Work to do:
In the forum thread below, which quotation mark style for dialogue does Australian English use?

Extract provided:
###

No, a door opening is not your mind playing tricks on you. Something you *think* you see that is then clearly not there is your mind playing tricks on you--a door opening on its own is an invitation to arson. (By which I mean burn the house down and go the hell home.)

"cold invitedness" makes no sense. Is it inviting or not? Inviting places are not cold.

Whirlpool--water. Whirlwind--air. They are not interchangeable.

It's almost funny when you say "No more words were needed" and then the very next line opens with dialog. >.>

I think this fear infuser is an idiot. People who are timid by nature do not do brave things. Doing a brave thing is proof positive that you aren't nearly as timid as the narrator would have you believe, you know?

Same comment kind of applies here; I just don't get anyone's motivation. There is no reason Jimmy is unhappy, and there is no reason he goes into the house, and there is no reason that going into the house makes him less unhappy.


----------



## Aleph01 (Jun 22, 2017)

Not sure if it's because you posted on the forum, or if the original document was like this to begin with, but it irks me when quotation marks are used to describe a persons internal thoughts. I feel this is always something that should be put in italics. (This is a general complaint, not just directed at this piece). 

As an aside, is there any particular reason why some authors use " and others use ' to start/end dialogue? As long as the use within the narrative is consistent it doesn't phase me, I'm just curious as to why some authors do it one way, and others another. Edit: only asking cos I bought the subject of quotation marks up


----------



## JonathanD (Jul 13, 2017)

It has potential and drew me in. A part that bothers me is though is the following


> As he was nearing the house, his steps accelerated. His heartbeat slowed down


It feels contradicting that if his steps accelerated his heartbeat would not slow down actually. Did you write it like this to be intentionally contradicting?


----------



## H.Brown (Jul 14, 2017)

w.riter said:


> Each time that Jimmy passed by the old and in many ways shattered house. His heart would race and his hands dripped with cold sweat, which mixed with the dirt on his hands creating an interesting mixture. No one else would give two cents about this burst of irrational fear the house wasn't that spookey after all. Well to others, that is.
> 
> But, as far as Jimmy was concerned, this house was the ultimate means to avoid cold feet. To avoid his loneliness, his vulnerability, his being cheated by almost everybody, his ... very existence. This whole paragraph does not mamake sensesense. You began this story as a horror but you lose that feeling here.
> 
> ...



w.riter you have the bare bones of a story here which is an amazing thing. However as you can see from my additions in red it has a long way to go yet. However I look forward to it being rewritten as all stories are before they are finished.


----------



## Cran (Jul 17, 2017)

Aleph01 said:


> As an aside, is there any particular reason why some authors use " and others use ' to start/end dialogue? As long as the use within the narrative is consistent it doesn't phase me, I'm just curious as to why some authors do it one way, and others another. Edit: only asking cos I bought the subject of quotation marks up


Yes, the particular reason is that the first form - "..." - is American English and the other - '...' - is British English. Australian English doesn't discriminate and can use either.


>> w.riter - I won't go through the piece point by point because that would be disheartening, for both of us. 

What you have posted are superficial scraps of an idea that's a two-panel scene in your head. With work, it could be an interesting little children's story about facing fears. If you are aiming at an older readership, then you will need to up the game quite a few notches. 

I don't know enough about you as a writer to suggest how best to challenge or encourage you to develop your scene-building and storytelling.


----------

###

Stored records:
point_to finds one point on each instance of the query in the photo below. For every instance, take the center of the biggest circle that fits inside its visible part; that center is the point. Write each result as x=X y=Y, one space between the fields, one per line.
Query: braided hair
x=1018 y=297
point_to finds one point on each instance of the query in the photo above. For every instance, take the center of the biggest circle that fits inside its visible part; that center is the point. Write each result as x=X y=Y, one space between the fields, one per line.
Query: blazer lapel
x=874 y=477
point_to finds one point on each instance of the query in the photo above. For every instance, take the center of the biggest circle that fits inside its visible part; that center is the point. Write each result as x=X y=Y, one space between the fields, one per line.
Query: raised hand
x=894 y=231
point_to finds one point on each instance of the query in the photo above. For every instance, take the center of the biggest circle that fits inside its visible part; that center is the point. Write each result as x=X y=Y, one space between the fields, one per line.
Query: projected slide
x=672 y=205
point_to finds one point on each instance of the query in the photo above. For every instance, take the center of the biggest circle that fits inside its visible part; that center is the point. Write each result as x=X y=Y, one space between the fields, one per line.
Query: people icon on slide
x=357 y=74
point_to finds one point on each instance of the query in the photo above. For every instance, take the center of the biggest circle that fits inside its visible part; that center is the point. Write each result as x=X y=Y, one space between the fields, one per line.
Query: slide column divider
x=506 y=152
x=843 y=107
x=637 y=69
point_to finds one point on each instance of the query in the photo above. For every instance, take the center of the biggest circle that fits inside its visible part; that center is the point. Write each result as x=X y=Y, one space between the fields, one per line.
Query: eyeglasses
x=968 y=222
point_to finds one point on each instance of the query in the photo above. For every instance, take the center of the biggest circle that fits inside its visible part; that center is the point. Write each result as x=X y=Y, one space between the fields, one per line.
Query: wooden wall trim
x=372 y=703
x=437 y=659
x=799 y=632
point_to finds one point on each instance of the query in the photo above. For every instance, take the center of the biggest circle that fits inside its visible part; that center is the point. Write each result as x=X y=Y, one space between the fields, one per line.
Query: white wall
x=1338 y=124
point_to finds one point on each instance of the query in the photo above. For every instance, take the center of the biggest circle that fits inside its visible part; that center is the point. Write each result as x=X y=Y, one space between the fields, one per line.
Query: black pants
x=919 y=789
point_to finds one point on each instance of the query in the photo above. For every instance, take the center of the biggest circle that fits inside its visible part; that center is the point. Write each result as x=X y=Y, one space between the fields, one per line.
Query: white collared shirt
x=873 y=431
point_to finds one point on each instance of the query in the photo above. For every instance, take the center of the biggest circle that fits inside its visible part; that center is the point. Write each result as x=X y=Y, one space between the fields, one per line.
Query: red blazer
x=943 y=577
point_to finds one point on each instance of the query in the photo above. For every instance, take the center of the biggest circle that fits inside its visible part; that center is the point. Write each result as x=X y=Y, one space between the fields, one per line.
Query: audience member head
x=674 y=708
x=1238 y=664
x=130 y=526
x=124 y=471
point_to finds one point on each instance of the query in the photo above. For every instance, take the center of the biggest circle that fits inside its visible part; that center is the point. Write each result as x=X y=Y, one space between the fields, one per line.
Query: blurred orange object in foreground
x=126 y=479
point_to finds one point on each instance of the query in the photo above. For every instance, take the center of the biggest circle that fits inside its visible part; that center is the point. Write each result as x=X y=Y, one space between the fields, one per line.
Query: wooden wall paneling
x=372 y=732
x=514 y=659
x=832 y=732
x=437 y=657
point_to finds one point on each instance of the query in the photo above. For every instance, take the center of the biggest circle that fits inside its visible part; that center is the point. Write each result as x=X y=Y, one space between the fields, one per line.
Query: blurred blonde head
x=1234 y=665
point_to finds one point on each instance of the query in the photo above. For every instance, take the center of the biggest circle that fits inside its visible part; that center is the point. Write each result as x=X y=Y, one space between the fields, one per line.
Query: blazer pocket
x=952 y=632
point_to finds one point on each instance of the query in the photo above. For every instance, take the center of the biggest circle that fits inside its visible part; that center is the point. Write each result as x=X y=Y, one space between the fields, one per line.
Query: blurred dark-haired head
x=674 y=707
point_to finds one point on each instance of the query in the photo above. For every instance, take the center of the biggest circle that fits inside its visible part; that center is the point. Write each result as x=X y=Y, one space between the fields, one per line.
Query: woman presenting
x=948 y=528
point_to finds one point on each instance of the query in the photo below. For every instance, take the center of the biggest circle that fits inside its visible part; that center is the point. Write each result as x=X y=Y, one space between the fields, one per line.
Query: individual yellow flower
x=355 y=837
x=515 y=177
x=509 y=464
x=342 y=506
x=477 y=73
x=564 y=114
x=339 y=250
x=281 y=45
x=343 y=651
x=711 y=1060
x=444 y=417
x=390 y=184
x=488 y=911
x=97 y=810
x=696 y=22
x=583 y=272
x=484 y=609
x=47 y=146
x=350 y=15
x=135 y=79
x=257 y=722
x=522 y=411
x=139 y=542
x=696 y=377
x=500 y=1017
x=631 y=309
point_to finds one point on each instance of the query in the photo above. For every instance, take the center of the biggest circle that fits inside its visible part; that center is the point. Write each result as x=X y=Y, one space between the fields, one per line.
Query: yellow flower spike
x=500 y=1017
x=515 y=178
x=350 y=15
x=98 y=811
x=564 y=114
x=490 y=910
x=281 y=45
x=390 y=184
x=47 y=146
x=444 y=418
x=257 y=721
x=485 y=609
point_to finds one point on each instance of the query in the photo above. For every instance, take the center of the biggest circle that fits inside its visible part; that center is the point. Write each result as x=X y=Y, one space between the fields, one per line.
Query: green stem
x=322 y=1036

###

Written solution:
Australian English doesn't discriminate and can use either double or single quotation marks.